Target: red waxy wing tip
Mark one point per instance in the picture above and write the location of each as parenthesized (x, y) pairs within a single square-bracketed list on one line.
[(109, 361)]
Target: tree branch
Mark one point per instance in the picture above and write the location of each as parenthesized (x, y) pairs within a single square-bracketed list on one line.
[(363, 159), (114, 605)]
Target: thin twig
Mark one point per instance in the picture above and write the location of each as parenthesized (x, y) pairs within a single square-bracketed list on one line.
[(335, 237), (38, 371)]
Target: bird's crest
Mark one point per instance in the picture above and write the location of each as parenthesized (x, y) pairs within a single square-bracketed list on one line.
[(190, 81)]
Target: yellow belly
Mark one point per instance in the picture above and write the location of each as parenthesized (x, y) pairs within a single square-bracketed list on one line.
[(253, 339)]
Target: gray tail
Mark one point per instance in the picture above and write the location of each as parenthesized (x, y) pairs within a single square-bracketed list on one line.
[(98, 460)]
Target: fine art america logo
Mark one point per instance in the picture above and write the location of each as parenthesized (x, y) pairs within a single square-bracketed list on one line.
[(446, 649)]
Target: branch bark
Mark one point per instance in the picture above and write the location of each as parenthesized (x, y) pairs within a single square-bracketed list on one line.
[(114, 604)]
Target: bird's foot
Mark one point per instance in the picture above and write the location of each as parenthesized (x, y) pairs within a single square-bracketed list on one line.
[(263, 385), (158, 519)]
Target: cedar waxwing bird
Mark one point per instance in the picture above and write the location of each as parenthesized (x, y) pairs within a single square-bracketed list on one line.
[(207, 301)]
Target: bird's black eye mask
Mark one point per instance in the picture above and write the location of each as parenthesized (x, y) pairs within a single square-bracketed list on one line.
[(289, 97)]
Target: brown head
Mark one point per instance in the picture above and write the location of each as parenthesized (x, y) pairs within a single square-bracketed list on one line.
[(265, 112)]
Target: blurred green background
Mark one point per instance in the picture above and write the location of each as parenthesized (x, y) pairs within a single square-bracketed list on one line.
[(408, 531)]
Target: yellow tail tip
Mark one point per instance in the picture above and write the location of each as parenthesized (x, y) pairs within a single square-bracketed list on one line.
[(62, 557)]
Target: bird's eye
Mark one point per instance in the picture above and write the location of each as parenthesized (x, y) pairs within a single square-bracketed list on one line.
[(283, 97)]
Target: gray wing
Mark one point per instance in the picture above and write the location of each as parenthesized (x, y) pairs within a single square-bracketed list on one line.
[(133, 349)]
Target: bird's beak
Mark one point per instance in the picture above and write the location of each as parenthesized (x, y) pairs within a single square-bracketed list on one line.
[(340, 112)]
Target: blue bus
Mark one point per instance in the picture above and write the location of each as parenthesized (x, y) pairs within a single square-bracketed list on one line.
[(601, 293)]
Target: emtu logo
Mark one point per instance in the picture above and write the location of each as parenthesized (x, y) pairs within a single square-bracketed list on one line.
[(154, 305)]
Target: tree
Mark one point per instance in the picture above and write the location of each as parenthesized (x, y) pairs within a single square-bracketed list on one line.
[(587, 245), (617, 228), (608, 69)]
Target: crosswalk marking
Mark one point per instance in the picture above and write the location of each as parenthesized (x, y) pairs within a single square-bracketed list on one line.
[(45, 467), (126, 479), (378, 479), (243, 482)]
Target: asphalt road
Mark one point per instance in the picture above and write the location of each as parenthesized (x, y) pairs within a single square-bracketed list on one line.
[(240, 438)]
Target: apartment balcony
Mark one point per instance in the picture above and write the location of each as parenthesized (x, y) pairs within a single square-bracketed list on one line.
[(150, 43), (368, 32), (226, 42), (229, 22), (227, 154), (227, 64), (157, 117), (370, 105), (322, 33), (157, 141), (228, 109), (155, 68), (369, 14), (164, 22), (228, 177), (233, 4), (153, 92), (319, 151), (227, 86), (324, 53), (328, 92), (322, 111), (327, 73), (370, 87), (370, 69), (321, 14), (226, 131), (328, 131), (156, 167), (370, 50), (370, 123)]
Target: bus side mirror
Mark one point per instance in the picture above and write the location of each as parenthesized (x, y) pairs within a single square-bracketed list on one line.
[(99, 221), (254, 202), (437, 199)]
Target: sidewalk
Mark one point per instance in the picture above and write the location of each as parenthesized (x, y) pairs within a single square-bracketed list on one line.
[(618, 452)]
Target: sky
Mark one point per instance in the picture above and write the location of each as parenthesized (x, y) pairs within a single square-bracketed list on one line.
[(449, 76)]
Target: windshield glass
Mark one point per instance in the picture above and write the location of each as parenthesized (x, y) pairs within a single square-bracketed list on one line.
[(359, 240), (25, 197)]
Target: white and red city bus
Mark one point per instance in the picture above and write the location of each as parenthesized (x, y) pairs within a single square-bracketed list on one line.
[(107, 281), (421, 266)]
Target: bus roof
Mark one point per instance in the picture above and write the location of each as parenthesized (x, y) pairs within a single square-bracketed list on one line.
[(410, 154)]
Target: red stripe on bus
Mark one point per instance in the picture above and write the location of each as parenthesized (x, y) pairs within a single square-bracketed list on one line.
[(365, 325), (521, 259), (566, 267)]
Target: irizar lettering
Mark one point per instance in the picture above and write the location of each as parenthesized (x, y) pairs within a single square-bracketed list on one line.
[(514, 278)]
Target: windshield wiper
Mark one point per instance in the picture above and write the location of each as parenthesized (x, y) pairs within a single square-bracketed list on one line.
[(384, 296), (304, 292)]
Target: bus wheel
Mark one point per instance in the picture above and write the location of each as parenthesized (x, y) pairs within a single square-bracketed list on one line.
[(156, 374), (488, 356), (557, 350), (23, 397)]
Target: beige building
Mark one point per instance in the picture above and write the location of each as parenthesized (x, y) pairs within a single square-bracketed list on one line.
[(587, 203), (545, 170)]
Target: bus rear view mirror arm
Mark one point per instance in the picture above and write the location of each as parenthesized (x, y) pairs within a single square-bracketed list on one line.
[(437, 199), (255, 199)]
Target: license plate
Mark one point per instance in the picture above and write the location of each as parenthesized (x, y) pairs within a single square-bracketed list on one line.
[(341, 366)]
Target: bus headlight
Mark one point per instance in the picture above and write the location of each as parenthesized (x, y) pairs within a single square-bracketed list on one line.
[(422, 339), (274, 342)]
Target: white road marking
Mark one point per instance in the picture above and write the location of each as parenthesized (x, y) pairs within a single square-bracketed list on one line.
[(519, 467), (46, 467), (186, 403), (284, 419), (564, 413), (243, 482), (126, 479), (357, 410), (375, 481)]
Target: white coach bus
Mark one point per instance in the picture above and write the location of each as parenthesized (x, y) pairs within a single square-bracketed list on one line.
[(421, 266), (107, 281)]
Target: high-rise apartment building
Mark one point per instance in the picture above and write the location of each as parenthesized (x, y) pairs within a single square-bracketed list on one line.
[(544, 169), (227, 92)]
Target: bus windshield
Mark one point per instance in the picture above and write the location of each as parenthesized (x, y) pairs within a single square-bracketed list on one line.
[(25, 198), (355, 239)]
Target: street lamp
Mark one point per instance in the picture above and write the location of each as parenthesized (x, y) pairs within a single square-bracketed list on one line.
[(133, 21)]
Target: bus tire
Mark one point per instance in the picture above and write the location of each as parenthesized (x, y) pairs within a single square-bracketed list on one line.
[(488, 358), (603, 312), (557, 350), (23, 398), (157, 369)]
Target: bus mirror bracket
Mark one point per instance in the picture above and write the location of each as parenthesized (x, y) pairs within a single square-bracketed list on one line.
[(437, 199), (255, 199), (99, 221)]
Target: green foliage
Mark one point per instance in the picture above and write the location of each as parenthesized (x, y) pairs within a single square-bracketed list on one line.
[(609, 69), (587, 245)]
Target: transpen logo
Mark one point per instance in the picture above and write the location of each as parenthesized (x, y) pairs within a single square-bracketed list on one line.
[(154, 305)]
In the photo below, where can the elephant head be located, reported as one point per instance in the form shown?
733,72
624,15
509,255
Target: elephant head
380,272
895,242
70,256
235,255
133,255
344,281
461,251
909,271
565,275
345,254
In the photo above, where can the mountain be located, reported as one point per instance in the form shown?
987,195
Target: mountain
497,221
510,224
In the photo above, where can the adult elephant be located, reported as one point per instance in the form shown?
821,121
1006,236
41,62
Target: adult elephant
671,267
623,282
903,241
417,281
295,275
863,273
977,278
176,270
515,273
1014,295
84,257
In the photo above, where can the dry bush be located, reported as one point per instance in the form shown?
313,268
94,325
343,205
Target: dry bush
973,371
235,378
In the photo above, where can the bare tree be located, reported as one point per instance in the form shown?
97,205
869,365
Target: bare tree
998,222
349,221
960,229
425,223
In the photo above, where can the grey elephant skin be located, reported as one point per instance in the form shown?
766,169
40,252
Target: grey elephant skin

> [TASK STATEMENT]: If a line of the listing above contains "photo", pick it out and copy it.

> [FINAL ANSWER]:
In the photo below, where can the elephant head be located, reported as one point per instance in the form shown?
In the photo above, where can the mountain be located, reported as one point per instance in the form shown?
In the photo above, where can the adult elephant be located, reported as one point per instance in the form shown?
In the photo above, where can the dry bush be located, reported as one point per instance in the form shown?
In the photo above, where can the bare tree be located, reported as one point per instance in the form shown?
In the photo above, where can the grey elephant skin be located, reported as one point per instance in the form shown?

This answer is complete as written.